*Consigne:* Reprenez le récit sur la forêt de « L’histoire de la » à « Nous sommes en 1787. », en substituant « fourré » à « roncier ».

L’histoire de la forêt est telle que celle-ci perd de la surface chaque année qui passe. Où l’on découvre les multiples tentatives infructueuses de limiter la disparition de nos forêts. Quercus pourrait bien ne jamais réussir à s’extirper de sa prison végétale qu’est le roncier. Mais où l’on rencontre un nouvel allié, temporaire peut-être, qui va lui ouvrir la voie de la croissance en hauteur. Le début d’une nouvelle ère pour Quercus.

Nous sommes en 1787.

 

Quercus n’a que sept ans mais, déjà, son avenir est compromis. Il lui faut de la lumière directe. Il ne fait qu’à peine quelques décimètres de hauteur, bloqué par la ronce. Irrémédiablement couvert d’un toit dont il se passerait bien, lui qui ne réclame que des photons directs.

À l’époque de sa naissance, la pression de l’homme sur le territoire est telle que la forêt recule encore, comme depuis près de sept mille ans. Les prélèvements sont intenses, et les chances de Quercus de dépasser l’âge de trente ans sont faibles.

Ce contexte ne lui est pas favorable.

*Données fournies:*
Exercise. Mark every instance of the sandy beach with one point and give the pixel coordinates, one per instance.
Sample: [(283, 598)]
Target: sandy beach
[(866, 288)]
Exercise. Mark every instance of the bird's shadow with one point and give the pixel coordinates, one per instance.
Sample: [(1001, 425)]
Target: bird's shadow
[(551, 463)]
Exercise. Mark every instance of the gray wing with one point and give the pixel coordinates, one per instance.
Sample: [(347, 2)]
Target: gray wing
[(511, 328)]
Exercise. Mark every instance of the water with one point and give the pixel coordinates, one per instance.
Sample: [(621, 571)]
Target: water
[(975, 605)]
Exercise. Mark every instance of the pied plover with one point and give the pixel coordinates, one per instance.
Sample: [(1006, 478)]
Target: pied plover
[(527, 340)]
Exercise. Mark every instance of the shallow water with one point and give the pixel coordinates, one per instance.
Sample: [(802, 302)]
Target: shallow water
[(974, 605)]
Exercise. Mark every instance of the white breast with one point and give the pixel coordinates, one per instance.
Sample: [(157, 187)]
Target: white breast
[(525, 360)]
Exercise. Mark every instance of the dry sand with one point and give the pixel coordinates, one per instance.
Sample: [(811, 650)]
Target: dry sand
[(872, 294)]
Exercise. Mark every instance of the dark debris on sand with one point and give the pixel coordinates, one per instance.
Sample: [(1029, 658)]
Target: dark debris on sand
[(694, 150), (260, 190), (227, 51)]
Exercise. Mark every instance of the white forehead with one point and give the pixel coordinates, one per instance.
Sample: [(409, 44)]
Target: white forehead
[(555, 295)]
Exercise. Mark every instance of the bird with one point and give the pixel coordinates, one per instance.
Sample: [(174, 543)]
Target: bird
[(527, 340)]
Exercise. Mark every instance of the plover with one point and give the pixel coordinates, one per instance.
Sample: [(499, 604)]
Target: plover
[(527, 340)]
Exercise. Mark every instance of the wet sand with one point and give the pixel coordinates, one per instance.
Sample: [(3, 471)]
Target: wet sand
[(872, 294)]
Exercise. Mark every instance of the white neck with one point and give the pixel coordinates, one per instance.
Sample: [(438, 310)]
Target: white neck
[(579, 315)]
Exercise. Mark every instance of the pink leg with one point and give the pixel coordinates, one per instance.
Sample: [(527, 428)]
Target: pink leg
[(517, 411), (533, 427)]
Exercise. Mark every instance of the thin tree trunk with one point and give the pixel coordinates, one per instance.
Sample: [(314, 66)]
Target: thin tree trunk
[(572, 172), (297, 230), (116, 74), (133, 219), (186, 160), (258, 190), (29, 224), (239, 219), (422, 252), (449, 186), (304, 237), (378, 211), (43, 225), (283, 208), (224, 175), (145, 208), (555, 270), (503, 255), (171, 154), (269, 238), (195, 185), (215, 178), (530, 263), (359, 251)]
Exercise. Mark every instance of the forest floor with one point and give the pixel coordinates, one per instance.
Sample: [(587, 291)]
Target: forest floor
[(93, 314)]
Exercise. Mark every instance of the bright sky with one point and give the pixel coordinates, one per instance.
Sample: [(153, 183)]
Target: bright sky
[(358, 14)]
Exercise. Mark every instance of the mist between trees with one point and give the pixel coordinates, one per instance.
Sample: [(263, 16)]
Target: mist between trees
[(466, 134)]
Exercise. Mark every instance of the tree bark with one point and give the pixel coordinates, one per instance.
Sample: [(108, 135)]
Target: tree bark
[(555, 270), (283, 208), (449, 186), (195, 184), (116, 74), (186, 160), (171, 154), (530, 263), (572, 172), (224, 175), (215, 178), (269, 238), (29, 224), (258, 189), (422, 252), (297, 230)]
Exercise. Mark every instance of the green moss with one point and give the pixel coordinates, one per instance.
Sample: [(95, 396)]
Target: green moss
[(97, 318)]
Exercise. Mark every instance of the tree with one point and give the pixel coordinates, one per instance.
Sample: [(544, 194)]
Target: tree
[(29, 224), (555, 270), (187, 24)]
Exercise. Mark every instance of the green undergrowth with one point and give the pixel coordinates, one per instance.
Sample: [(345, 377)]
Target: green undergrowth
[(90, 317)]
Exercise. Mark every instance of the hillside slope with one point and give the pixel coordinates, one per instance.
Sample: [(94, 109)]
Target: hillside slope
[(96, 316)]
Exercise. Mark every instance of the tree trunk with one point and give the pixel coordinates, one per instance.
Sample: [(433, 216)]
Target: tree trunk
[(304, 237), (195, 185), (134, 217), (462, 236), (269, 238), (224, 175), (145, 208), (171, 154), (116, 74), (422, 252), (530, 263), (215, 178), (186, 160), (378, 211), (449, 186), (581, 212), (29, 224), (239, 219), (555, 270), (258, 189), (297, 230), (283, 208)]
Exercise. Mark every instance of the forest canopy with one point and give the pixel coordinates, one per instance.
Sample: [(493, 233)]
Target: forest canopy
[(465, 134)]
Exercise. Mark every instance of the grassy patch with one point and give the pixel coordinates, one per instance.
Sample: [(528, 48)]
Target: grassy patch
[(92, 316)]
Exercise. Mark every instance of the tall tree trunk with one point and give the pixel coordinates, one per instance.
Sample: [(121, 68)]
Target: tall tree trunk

*Réponse attendue:*
L’histoire de la forêt est telle que celle-ci perd de la surface chaque année qui passe. Où l’on découvre les multiples tentatives infructueuses de limiter la disparition de nos forêts. Quercus pourrait bien ne jamais réussir à s’extirper de sa prison végétale qu’est le fourré. Mais où l’on rencontre un nouvel allié, temporaire peut-être, qui va lui ouvrir la voie de la croissance en hauteur. Le début d’une nouvelle ère pour Quercus.

Nous sommes en 1787.